## Problem statement
Count the lines in the entries below that contain the word "floral", and reply with that number alone.

** begin **

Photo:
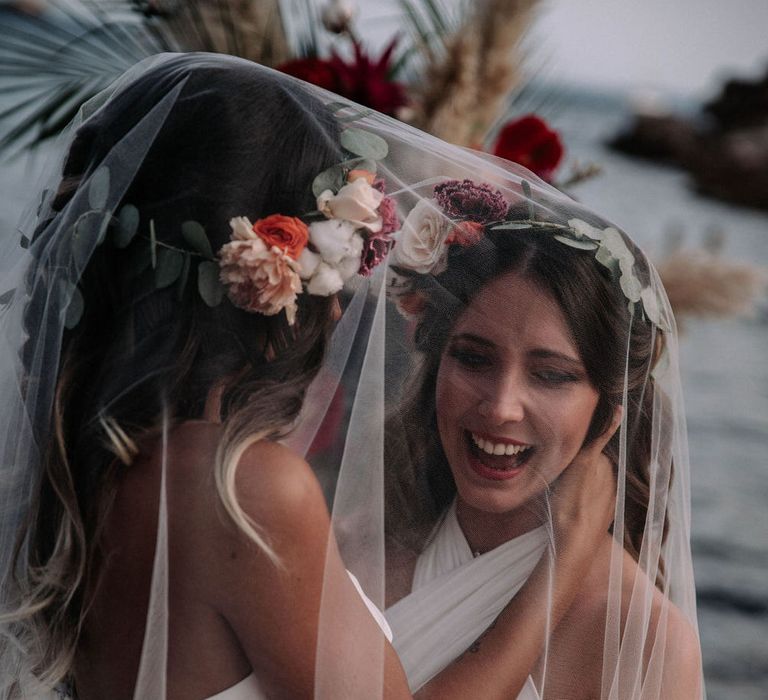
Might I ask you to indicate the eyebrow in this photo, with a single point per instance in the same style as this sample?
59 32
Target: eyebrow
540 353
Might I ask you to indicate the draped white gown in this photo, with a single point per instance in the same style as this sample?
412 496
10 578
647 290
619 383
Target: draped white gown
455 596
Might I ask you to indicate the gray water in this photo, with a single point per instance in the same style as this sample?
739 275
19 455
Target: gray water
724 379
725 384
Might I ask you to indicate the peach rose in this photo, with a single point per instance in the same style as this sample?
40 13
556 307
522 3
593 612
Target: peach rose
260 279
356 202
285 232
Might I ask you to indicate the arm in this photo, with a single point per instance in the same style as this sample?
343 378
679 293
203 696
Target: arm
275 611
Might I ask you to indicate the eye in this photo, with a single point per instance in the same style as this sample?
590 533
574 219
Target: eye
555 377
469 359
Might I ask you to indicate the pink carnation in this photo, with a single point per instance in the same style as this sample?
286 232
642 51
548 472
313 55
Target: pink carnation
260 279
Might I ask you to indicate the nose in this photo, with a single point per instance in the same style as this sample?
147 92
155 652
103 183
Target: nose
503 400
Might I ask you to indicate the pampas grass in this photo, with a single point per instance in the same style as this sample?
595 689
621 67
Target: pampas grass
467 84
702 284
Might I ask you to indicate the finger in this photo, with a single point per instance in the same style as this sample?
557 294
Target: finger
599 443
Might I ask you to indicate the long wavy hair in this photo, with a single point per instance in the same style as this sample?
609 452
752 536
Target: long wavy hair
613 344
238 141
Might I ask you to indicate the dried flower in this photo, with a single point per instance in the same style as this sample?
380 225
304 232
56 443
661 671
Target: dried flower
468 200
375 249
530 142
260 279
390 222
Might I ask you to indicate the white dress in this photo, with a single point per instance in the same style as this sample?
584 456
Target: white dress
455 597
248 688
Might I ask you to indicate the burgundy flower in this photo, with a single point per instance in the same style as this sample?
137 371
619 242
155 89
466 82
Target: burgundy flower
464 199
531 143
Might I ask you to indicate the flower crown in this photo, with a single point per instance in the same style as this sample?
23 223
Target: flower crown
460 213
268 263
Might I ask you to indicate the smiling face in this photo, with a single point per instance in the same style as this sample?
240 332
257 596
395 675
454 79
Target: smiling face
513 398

** end **
** begin **

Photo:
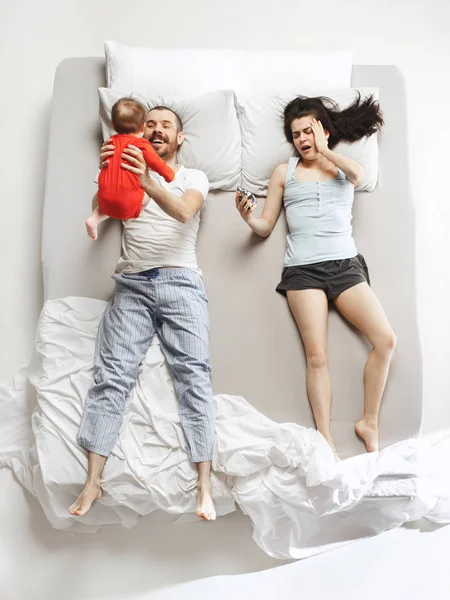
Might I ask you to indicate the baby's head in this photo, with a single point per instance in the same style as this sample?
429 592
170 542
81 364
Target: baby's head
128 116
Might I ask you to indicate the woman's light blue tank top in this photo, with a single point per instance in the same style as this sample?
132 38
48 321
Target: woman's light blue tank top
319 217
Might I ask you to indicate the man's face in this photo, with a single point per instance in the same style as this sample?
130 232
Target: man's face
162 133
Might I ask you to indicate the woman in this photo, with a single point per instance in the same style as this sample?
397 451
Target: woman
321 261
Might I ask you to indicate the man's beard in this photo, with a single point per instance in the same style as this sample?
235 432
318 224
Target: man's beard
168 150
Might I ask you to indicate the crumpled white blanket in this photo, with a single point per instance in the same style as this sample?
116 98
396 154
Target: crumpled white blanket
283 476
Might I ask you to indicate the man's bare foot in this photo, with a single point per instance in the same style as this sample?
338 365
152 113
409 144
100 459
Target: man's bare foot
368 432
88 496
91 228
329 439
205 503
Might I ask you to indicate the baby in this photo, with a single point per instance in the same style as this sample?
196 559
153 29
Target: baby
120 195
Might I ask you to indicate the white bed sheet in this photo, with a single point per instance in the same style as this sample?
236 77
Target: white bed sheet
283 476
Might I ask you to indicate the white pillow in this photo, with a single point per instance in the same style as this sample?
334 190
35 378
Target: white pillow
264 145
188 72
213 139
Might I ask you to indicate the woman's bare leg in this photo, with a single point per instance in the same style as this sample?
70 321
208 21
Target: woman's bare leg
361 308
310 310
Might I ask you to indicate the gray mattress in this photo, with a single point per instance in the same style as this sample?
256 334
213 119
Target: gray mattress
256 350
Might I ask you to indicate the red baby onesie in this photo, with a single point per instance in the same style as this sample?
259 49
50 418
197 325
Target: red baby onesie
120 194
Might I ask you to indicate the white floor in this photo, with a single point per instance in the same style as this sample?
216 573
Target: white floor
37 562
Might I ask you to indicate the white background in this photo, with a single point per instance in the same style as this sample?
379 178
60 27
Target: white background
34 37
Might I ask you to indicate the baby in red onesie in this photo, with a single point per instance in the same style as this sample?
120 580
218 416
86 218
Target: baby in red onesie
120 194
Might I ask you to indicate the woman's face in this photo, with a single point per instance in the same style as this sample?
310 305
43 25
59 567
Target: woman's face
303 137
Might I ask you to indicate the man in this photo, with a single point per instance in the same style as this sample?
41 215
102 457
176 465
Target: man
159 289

** end **
** begin **

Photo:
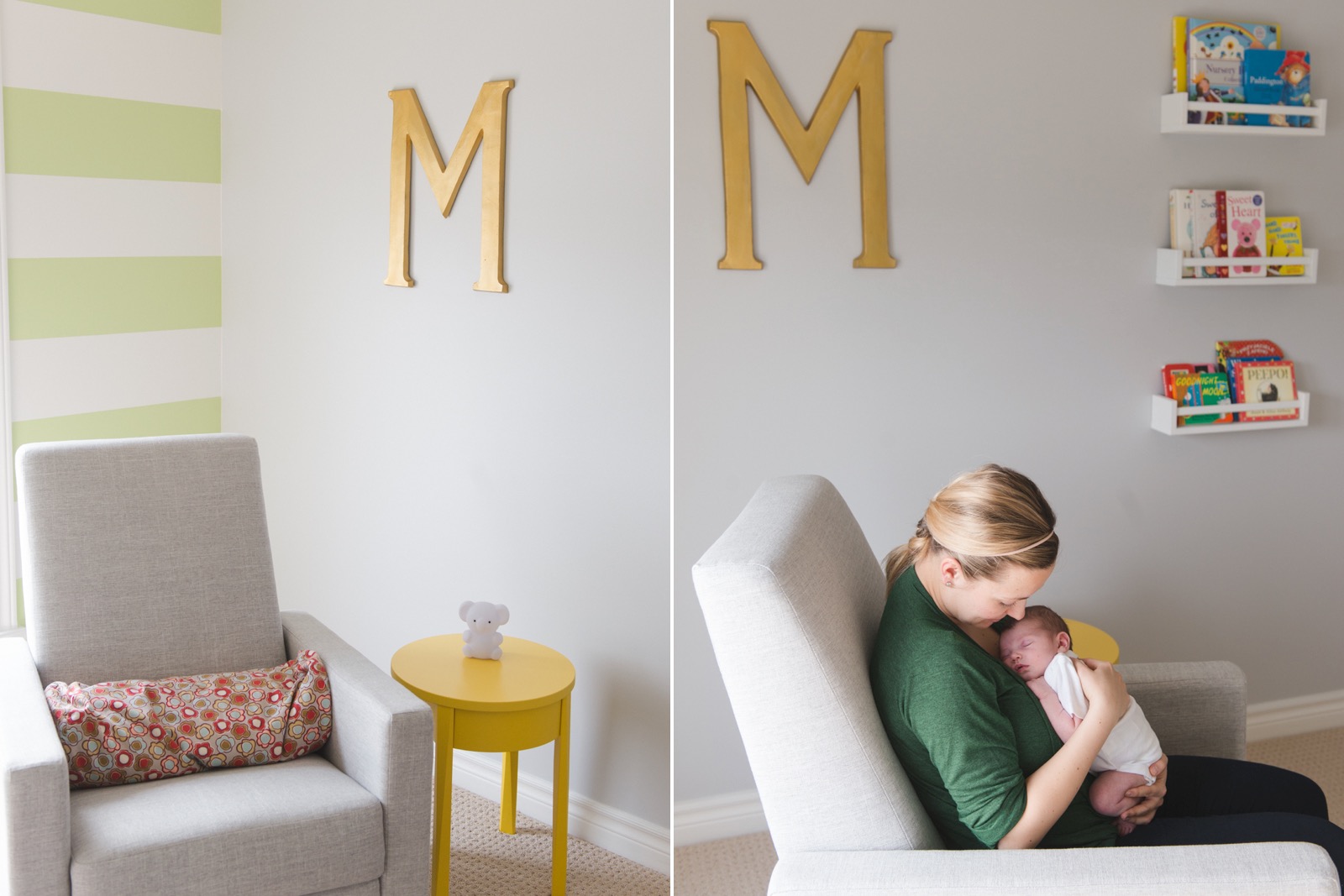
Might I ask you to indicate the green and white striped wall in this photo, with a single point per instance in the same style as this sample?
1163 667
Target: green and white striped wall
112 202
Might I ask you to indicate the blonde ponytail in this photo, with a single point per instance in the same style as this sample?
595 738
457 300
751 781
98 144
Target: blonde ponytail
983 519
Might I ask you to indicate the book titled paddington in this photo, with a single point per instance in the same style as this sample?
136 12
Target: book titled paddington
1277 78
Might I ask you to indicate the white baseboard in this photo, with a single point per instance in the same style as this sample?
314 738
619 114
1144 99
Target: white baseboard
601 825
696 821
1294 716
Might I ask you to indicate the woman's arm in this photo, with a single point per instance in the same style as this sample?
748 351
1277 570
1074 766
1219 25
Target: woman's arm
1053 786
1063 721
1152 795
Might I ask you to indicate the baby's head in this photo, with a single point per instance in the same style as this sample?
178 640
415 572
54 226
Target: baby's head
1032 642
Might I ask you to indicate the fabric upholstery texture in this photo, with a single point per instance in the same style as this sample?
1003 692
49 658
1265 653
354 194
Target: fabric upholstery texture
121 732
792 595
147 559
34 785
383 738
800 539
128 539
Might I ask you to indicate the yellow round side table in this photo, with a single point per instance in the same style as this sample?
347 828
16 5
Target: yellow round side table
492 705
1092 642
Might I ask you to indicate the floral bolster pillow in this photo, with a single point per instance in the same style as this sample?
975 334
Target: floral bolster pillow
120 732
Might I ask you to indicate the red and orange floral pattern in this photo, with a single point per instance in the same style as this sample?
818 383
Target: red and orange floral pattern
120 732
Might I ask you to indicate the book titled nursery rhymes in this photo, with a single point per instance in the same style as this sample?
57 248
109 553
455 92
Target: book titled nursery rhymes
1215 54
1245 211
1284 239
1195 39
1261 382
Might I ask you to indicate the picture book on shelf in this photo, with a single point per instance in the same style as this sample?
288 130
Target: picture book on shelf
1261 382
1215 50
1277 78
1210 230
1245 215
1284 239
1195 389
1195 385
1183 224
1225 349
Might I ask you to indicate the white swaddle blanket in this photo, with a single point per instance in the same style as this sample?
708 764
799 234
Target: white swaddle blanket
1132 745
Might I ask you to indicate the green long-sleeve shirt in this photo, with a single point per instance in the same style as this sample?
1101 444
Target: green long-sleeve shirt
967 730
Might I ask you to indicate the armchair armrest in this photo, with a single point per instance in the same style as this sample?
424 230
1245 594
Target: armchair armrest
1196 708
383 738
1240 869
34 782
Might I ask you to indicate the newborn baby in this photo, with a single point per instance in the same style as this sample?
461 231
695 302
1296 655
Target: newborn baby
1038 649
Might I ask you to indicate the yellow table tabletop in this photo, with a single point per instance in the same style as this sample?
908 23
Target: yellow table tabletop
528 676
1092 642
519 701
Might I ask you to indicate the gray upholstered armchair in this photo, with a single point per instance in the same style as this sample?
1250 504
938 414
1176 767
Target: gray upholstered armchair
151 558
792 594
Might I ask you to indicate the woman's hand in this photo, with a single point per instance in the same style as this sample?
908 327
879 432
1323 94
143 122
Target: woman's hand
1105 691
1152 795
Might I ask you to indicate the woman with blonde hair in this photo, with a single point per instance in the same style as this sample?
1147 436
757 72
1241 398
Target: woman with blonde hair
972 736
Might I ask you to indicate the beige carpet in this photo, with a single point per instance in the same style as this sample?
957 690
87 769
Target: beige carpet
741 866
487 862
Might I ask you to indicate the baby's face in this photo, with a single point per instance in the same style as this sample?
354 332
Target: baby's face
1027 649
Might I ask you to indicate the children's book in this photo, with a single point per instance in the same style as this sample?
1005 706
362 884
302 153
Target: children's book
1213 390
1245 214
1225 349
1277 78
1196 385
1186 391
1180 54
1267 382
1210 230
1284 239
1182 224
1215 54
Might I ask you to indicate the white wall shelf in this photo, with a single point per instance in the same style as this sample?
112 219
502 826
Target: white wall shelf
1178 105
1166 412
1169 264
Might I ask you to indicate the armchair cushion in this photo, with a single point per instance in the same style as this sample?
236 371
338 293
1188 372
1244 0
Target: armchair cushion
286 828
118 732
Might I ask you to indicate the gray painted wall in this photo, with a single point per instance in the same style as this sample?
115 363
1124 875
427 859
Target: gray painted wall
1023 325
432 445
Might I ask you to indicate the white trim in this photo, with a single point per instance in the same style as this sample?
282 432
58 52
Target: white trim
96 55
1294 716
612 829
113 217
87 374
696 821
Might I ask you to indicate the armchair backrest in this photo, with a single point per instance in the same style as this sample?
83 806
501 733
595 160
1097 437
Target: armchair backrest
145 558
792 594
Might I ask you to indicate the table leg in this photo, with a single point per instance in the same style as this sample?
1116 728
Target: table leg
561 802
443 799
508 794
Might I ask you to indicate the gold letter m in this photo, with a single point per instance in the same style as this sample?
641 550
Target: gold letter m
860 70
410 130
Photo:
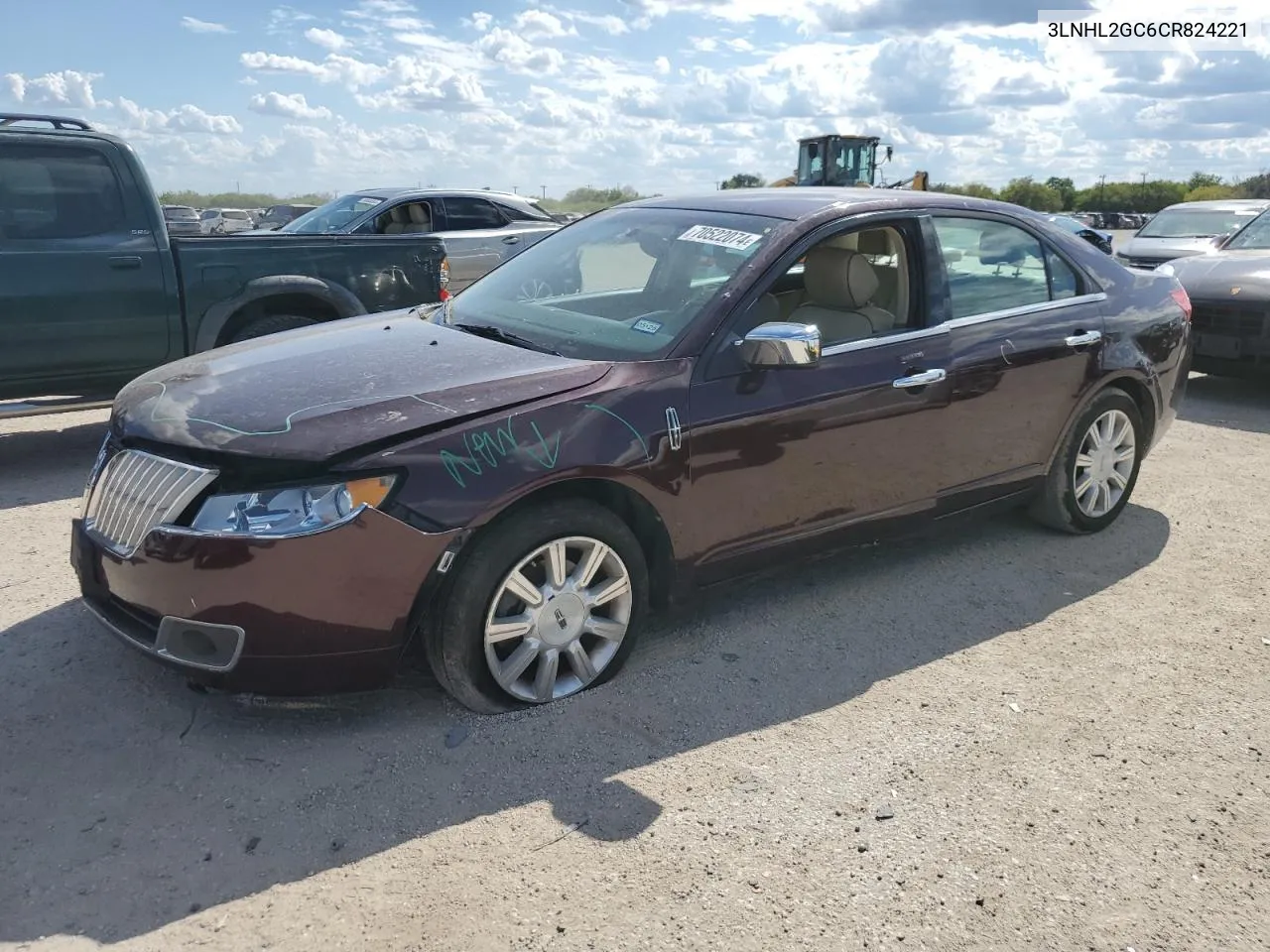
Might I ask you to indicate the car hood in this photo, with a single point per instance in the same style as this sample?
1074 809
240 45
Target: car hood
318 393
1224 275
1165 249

** end **

## Written solution
4